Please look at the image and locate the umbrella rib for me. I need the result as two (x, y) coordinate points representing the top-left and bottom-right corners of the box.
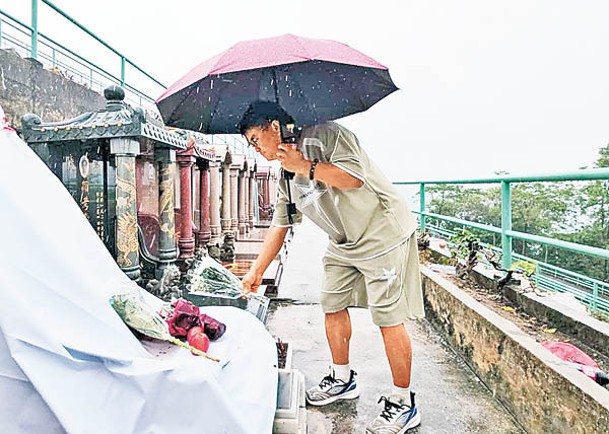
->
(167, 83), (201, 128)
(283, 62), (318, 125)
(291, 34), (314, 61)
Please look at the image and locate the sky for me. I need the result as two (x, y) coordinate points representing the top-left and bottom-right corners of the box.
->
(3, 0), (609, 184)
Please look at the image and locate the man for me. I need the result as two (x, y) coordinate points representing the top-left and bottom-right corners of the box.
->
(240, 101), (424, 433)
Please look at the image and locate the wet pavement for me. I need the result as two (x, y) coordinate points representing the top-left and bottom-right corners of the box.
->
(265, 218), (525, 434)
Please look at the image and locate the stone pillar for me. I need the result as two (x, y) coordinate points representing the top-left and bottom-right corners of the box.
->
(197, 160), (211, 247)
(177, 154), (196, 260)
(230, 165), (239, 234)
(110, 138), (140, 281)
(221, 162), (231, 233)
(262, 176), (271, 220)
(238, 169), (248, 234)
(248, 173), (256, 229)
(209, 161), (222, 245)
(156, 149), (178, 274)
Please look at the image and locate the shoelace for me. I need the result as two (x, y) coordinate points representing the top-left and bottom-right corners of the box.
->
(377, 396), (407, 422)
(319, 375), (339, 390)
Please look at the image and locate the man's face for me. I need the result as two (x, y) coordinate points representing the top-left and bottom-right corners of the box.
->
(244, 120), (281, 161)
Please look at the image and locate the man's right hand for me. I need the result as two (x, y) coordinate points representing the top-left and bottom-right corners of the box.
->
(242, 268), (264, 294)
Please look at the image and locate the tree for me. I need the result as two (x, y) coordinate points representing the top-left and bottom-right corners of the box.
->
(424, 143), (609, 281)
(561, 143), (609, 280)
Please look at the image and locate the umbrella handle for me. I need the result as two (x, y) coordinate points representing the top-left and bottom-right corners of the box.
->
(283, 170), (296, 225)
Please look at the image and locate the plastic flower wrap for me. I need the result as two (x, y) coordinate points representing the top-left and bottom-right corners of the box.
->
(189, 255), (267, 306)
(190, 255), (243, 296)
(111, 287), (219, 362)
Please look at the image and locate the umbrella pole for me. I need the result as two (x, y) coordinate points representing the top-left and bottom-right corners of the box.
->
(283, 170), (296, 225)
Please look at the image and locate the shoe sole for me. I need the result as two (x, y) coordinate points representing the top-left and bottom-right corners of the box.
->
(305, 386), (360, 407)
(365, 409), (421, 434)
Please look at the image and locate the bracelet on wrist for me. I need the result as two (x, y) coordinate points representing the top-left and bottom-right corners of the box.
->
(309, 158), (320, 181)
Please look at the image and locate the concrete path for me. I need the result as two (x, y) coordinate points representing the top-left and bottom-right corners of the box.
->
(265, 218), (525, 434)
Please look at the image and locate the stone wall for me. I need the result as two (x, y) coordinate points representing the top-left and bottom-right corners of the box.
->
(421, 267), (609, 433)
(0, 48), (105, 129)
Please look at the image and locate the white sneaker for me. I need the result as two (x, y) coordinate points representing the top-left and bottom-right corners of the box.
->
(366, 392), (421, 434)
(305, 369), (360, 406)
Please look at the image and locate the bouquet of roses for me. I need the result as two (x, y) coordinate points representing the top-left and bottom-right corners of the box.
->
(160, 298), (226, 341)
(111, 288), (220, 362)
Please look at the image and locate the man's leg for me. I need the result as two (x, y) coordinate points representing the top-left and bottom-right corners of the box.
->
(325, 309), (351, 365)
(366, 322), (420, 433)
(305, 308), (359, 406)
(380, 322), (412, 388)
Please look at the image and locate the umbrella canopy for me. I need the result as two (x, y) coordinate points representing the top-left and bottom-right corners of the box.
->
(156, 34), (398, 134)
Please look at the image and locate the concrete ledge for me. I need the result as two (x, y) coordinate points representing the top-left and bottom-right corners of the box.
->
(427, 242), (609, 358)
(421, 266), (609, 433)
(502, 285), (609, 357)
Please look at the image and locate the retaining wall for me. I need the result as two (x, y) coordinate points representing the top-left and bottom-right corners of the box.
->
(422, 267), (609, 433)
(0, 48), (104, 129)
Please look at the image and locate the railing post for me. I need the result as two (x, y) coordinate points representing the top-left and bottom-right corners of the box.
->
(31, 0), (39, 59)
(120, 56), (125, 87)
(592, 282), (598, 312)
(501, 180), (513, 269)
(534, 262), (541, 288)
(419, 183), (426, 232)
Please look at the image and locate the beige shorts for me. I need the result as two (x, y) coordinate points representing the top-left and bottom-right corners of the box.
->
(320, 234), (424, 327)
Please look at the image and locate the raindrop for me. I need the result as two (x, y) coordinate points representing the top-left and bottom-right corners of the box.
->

....

* **Problem**: Figure out how many lines of the data above include "concrete", then give the number and nothing more.

* **Answer box**: 2